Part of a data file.
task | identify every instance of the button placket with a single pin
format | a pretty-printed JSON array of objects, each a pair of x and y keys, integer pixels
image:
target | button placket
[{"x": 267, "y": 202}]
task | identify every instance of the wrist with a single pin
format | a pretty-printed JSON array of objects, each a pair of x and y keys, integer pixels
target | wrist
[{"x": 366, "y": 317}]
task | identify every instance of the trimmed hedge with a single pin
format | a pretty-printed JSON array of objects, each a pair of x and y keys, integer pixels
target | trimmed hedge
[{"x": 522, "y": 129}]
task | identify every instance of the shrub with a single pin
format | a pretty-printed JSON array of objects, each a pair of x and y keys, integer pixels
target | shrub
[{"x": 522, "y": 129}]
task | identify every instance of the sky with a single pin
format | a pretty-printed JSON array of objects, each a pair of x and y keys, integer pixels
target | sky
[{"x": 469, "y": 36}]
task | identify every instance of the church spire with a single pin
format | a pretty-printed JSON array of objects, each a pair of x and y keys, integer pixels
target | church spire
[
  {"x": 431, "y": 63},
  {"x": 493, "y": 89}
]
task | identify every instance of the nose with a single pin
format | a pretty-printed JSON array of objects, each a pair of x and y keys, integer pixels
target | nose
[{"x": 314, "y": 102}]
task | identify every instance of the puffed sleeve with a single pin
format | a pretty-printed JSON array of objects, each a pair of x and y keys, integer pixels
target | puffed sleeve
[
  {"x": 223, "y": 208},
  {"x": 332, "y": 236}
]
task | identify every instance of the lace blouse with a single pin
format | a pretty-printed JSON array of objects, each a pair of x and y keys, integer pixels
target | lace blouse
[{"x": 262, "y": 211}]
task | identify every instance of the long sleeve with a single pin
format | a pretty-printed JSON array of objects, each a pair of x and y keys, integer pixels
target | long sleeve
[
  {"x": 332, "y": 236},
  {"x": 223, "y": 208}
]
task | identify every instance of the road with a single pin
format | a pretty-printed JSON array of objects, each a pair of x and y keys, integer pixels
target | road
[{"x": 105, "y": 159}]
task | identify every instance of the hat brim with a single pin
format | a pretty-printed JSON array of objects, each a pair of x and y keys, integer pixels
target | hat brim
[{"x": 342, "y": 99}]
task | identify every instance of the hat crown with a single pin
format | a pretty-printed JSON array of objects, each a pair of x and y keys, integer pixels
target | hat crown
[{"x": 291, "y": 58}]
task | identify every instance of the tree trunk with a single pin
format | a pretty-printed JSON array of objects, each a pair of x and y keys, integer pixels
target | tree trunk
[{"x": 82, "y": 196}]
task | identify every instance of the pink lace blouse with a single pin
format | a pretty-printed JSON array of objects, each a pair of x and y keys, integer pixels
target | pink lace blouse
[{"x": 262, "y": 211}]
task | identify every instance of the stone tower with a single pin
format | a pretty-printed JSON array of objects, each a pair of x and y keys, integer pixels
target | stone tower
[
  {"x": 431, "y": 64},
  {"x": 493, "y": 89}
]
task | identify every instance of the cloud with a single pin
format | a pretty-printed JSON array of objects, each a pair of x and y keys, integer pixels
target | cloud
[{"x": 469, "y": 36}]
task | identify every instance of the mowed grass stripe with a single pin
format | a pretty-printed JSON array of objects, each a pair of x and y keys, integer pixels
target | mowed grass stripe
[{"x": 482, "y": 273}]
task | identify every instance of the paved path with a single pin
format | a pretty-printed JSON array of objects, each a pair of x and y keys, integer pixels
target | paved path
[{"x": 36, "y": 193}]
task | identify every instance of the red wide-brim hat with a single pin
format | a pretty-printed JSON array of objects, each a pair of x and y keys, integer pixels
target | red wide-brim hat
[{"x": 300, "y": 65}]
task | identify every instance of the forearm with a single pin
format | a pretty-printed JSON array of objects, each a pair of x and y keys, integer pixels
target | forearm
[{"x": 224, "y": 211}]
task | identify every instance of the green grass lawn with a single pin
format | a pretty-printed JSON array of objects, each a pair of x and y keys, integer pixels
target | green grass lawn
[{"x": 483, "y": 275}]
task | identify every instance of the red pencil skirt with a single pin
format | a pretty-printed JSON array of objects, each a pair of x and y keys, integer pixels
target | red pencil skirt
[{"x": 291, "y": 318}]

Task description.
Can you reproduce all of the items above line for line, changing nothing?

Finished answer.
task | identify every instance of the button placket with a single pin
format | a pretty-printed JSON array of objects, each a pair of x and y keys, integer pixels
image:
target | button placket
[{"x": 267, "y": 202}]
task | identify every instance of the wrist with a single pin
format | a pretty-printed JSON array of objects, each a pair of x and y keys, integer pixels
target | wrist
[{"x": 366, "y": 317}]
task | identify every instance of the trimmed hedge with a single pin
format | a pretty-printed JSON array of objects, each a pair of x and y keys, integer pixels
target | trimmed hedge
[{"x": 522, "y": 129}]
task | identify every instance of the shrub with a single pin
format | a pretty-printed JSON array of objects, each a pair of x and y keys, integer pixels
target | shrub
[{"x": 522, "y": 129}]
task | identify every instance of the sky with a single pin
format | a pretty-printed JSON array of objects, each a pair of x and y keys, integer pixels
target | sky
[{"x": 469, "y": 36}]
task | identify every instance of the church spire with a single pin
format | a pretty-printed JSON array of objects, each a pair of x and y keys, integer pixels
target | church spire
[
  {"x": 431, "y": 63},
  {"x": 493, "y": 89}
]
task | identify every instance of the nose with a single pin
format | a pretty-printed JSON array of objects, each a pair of x and y keys, integer pixels
target | nose
[{"x": 314, "y": 102}]
task | identify every instance of the puffed sleeve with a single pin
format | a pretty-printed JSON array of objects, each a pair of x and y keys, integer pixels
target | puffed sleeve
[
  {"x": 223, "y": 208},
  {"x": 332, "y": 236}
]
task | identify every instance of the lace blouse with a single pin
format | a pretty-printed JSON array of objects, each a pair of x and y keys, integer pixels
target | lace blouse
[{"x": 262, "y": 211}]
task | identify every instance of the long sleeve with a single pin
format | a pretty-printed JSON array of objects, each a pair of x and y keys, integer pixels
target | long sleeve
[
  {"x": 332, "y": 236},
  {"x": 223, "y": 208}
]
task | identify every instance of the road with a single pin
format | a pretty-printed JSON array of objects, each a pair of x and y keys, integer pixels
target | road
[{"x": 105, "y": 159}]
task | identify every instance of the hat brim with a single pin
format | a pretty-printed JSON array of objects, each a pair of x and y keys, integer pixels
target | hat brim
[{"x": 342, "y": 99}]
task | identify every instance of the hat crown with a single pin
format | a pretty-printed JSON array of objects, each a pair of x and y keys, integer pixels
target | hat crown
[{"x": 291, "y": 58}]
task | identify every instance of the tree trunk with a single pin
format | a pretty-printed JSON array of objects, each a pair of x and y keys, integer pixels
target | tree trunk
[{"x": 82, "y": 196}]
task | identify every instance of the pink lace blouse with a single pin
format | a pretty-printed JSON array of objects, each a pair of x and y keys, integer pixels
target | pink lace blouse
[{"x": 262, "y": 211}]
task | identify every instance of the stone tower with a single pin
format | a pretty-printed JSON array of objects, each a pair of x and y keys, integer pixels
target | stone tower
[
  {"x": 431, "y": 64},
  {"x": 493, "y": 89}
]
task | identify every instance of the cloud with a single pin
format | a pretty-printed JSON array of objects, each a pair of x and y keys, integer pixels
target | cloud
[{"x": 469, "y": 36}]
task | identify every instance of the mowed grass stripe with a single pin
format | a pretty-printed JSON array of objects, each a pair of x and y keys, integer pixels
target | mowed grass stripe
[{"x": 482, "y": 273}]
task | identify every instance of the paved path with a single pin
format | a pretty-printed JSON array of objects, each a pair of x and y keys, integer pixels
target | paved path
[{"x": 36, "y": 193}]
task | identify every instance of the red wide-brim hat with a single pin
format | a pretty-printed JSON array of objects, each a pair of x and y keys, integer pixels
target | red wide-brim hat
[{"x": 300, "y": 65}]
task | identify every instance of the forearm with a single pin
format | a pretty-printed JSON array of objects, each a pair of x and y keys, integer pixels
target | forearm
[{"x": 224, "y": 211}]
task | identify every instance of the green grass lawn with a single pin
format | a pretty-printed JSON array of objects, each a pair of x and y keys, integer pixels
target | green grass lawn
[{"x": 483, "y": 275}]
task | identify every instance of the red pencil skirt with a single pin
format | a pretty-printed JSON array of objects, each a pair of x and y keys, integer pixels
target | red pencil skirt
[{"x": 291, "y": 318}]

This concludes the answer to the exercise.